(記述課題 1) 次の本文で社名が明記されている企業をすべて列挙してください。

(参照本文)
________________________
縁あって、2020年6月15日、CircleCIというCI/CDの会社にDeveloper Advocateとして転職してきました。以前は別の会社でDigital AdvisorというDAつながりなコンサル寄りのお仕事をしてきたので、より開発者寄りな、我が家のような場所に帰ってきたと思いながら、半年ほどお仕事してきました。

コロナ禍で面接もすべてオンラインという中でのDeveloper Advocateへの転職だったのですが、しばらくは同じような状況であれば、私の「立ち上がり」を残しておけば、後に続く後輩たちに何か残せるかと思い、クイックに書いてみました。

これまでの履歴との重なりは?

Developer AdvocateなりEvangelistという職種は経験したことはなかったものの(ただし非IT的な元々の意味でのevangelistだったことはあります)、古くはベンチャーで製品の開発からプリセールス、ソリューションの有償インプリからコンサルまであれこれやってきた中で、パブリックであれ、プライベートであれ、イベント登壇や記事書き、サンプルコード書き等は割とやってきた方ではあるので、まぁ、(いろいろ学ぶことはあるにせよ)その延長でできるのではないか、という読みはありました。

職種というよりはプロダクト/サービスの重なり?

30歳でDejimaという今のSiriに繋がる自然言語対話エンジンを開発するベンチャーに転職し、その会社がSybaseというデータベースの会社に買収され(さらにSAPというERPの会社に買収されるという)転職活動のない転職をしてきました。
________________________
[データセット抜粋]
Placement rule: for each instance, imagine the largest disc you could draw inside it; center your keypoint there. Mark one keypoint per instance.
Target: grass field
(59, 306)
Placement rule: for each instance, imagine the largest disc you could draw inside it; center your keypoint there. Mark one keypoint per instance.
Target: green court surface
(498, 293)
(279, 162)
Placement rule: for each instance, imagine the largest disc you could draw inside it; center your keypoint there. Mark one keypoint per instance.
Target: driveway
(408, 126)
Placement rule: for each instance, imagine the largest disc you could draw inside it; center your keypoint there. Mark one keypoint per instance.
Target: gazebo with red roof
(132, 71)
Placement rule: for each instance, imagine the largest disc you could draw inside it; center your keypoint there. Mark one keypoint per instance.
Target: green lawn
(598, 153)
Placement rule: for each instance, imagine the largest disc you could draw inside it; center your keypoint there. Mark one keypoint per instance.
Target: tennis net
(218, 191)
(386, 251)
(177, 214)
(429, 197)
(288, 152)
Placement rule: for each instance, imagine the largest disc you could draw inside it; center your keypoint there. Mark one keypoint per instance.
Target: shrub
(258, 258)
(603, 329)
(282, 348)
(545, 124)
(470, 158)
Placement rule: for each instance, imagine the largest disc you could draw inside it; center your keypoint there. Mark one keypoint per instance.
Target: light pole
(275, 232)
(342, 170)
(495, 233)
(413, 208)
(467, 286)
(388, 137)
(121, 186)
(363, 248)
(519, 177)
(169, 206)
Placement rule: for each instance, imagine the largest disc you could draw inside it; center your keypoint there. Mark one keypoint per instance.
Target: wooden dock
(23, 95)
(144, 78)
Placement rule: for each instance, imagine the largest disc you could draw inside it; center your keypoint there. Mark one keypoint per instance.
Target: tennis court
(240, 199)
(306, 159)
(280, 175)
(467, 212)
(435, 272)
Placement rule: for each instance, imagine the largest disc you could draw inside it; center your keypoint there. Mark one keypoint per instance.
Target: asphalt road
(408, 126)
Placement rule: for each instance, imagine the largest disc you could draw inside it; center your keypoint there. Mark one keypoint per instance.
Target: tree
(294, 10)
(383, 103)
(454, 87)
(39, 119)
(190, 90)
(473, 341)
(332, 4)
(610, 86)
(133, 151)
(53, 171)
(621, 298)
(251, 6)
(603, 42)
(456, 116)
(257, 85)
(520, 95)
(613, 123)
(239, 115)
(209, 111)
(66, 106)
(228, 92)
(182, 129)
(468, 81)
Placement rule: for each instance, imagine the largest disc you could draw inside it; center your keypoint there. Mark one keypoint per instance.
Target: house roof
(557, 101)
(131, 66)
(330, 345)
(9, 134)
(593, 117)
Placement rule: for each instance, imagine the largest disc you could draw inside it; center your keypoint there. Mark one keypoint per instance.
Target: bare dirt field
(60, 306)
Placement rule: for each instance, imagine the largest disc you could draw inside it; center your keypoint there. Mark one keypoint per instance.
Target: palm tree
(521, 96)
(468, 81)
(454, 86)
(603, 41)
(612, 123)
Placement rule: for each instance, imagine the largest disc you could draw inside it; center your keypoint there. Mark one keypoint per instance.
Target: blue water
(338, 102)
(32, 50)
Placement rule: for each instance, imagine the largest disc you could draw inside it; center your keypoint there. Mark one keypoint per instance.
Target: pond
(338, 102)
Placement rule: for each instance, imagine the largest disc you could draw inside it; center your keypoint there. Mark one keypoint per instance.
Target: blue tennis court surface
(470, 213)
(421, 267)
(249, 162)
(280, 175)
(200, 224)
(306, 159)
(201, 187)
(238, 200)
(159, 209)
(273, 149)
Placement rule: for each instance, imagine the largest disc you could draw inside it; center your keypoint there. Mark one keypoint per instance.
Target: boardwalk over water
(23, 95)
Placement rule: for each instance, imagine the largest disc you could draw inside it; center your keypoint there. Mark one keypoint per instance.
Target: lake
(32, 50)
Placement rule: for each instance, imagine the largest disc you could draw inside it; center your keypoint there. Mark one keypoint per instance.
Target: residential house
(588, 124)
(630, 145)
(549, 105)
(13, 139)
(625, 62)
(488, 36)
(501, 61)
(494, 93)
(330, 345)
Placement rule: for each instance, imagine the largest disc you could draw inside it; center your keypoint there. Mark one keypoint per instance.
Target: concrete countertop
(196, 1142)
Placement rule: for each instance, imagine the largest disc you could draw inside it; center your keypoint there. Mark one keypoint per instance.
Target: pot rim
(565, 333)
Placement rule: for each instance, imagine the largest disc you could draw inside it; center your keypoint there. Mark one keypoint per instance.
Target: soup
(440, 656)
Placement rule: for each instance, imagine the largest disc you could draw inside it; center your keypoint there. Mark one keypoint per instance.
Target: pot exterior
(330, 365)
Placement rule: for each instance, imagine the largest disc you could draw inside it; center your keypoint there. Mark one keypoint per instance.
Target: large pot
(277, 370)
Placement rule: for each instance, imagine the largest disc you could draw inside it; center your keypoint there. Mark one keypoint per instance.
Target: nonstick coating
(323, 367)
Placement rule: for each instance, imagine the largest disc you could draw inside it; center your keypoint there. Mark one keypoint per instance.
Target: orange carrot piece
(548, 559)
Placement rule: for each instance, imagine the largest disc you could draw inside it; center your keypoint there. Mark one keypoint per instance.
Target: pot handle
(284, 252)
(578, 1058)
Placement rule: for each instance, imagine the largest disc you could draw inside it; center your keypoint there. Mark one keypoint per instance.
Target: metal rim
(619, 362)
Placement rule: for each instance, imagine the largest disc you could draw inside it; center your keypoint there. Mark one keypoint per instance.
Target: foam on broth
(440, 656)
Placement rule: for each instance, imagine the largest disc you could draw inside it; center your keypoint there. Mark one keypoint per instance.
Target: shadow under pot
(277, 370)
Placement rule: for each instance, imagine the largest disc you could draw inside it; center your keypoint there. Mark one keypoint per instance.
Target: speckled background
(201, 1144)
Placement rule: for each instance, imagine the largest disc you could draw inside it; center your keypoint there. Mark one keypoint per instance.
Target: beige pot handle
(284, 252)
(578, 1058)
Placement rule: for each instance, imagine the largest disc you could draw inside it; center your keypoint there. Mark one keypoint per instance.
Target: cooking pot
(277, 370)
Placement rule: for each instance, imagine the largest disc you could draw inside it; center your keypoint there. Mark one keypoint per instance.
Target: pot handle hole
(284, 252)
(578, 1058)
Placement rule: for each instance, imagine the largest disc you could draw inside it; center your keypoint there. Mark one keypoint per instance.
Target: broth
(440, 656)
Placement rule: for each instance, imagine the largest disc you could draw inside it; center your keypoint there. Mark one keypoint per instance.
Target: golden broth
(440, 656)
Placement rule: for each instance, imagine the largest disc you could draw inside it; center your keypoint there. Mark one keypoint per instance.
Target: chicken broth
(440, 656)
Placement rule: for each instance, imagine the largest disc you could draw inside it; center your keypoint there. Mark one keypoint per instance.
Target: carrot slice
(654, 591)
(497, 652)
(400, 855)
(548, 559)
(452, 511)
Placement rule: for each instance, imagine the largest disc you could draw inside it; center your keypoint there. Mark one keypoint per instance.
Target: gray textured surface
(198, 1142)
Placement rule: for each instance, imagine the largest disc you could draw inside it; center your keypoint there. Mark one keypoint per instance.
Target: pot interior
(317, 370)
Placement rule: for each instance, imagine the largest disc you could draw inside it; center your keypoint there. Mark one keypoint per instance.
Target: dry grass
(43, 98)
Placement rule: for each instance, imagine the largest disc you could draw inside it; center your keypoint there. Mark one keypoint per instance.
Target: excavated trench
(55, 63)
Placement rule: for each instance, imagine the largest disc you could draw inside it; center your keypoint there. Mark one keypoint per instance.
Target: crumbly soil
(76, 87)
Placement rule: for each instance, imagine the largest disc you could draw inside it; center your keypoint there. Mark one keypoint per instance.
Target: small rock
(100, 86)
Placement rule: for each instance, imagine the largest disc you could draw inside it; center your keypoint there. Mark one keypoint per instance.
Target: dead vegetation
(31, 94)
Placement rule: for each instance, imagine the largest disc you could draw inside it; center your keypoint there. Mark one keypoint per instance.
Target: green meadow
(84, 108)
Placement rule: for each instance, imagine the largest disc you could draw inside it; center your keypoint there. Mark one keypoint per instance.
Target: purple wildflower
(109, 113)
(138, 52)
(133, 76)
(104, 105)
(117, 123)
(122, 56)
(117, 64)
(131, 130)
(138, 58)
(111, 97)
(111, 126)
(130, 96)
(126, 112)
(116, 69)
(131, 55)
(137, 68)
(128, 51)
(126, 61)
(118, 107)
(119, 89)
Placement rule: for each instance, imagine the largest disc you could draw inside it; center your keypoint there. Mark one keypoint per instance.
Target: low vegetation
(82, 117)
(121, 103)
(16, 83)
________________________
(記述課題 2) 上記の行から、文字列「house」を含む行を探し、すべてそのまま書き写してください。大文字と小文字は区別します。

(解答例 1) CircleCI、Dejima、Sybase、SAP

(解答例 2)
Target: house roof
Target: residential house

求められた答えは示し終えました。